:: SUPPLIED PASSAGE
Re: multiple detect call -> different results (tika 1.7)

Posted by Gabriele Guidi <ga...@eng.it>.
Hi

No, I ask it with "*markSupported
<http://docs.oracle.com/javase/7/docs/api/java/io/InputStream.html#markSupported()>*
()" function and it says "NO".
No recreation.

The code test is very simple:

InputStream inputsbust = content.getContentStream();
System.out.println(" mark and reset inputStream ?
"+(inputsbust.markSupported()?"YES":"NO"));
System.out.println(" 1 mime : " + tika.detect(inputsbust));
System.out.println(" 2 mime : " + tika.detect(inputsbust));
byte[] bytes = IOUtils.toByteArray(inputsbust);
System.out.println(" 3 mime : " + tika.detect(bytes));
System.out.println(" 3.2 mime : " + tika.detect(bytes));


The result:

mark and reset of inputStream ? NO

 1 mime : application/pdf
 2 mime : application/octet-stream
 3 mime : application/octet-stream
 3.2 mime : application/octet-stream


If i put the 5th line ("byte[] bytes = IOUtils.toByteArray(inputsbust);")
as second line the result is:

mark and reset of inputStream ? NO

 1 mime : application/octet-stream
 2 mime : application/octet-stream
 3 mime : application/pdf
 3.2 mime : application/pdf


I hope it helps

Thanks


2015-01-29 10:49 GMT+01:00 Konstantin Gribov <gr...@gmail.com>:

> Hi,
>
> Does this InputStream support mark/reset fuctionality? Is InputStream
> recreated before each subsequent call to tika.detect or it called on
> partially consumed stream (in case mark isn't supported)?
>
> --
> Best regards,
> Konstantin Gribov
>
> Thu Jan 29 2015 at 9:25:28, Mattmann, Chris A (3980) <
> chris.a.mattmann@jpl.nasa.gov>:
>
> Dear Gabriele,
>>
>> Thanks for your question. It should be sent to dev@tika.apache.org
>> (moving dev-owner@tika.apache.org to BCC).
::::
GIVEN REQUEST 1:
Answer these questions about the mailing-list post:
(a) Which Tika version appears in the subject line?
(b) What did the markSupported() check report for the input stream?
(c) To which address does the quoted reply say the question should have been sent?
The records that come next are unrelated to the mailing-list post.
:: EXTRACTED MATERIAL
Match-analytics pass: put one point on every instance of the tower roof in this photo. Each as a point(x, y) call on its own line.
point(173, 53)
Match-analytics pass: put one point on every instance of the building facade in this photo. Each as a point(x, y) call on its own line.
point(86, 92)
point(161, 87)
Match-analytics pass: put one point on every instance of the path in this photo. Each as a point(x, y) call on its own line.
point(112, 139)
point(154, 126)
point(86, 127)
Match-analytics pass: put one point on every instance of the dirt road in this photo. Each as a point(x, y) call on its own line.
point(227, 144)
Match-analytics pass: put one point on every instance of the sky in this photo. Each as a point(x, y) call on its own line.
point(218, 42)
::::
GIVEN REQUEST 2:
Transcribe the part of the records that opens with the line containing "of the path" and runs through the end of the records.

RESULT 1:
(a) Tika 1.7
(b) NO
(c) dev@tika.apache.org

RESULT 2:
Match-analytics pass: put one point on every instance of the path in this photo. Each as a point(x, y) call on its own line.
point(112, 139)
point(154, 126)
point(86, 127)
Match-analytics pass: put one point on every instance of the dirt road in this photo. Each as a point(x, y) call on its own line.
point(227, 144)
Match-analytics pass: put one point on every instance of the sky in this photo. Each as a point(x, y) call on its own line.
point(218, 42)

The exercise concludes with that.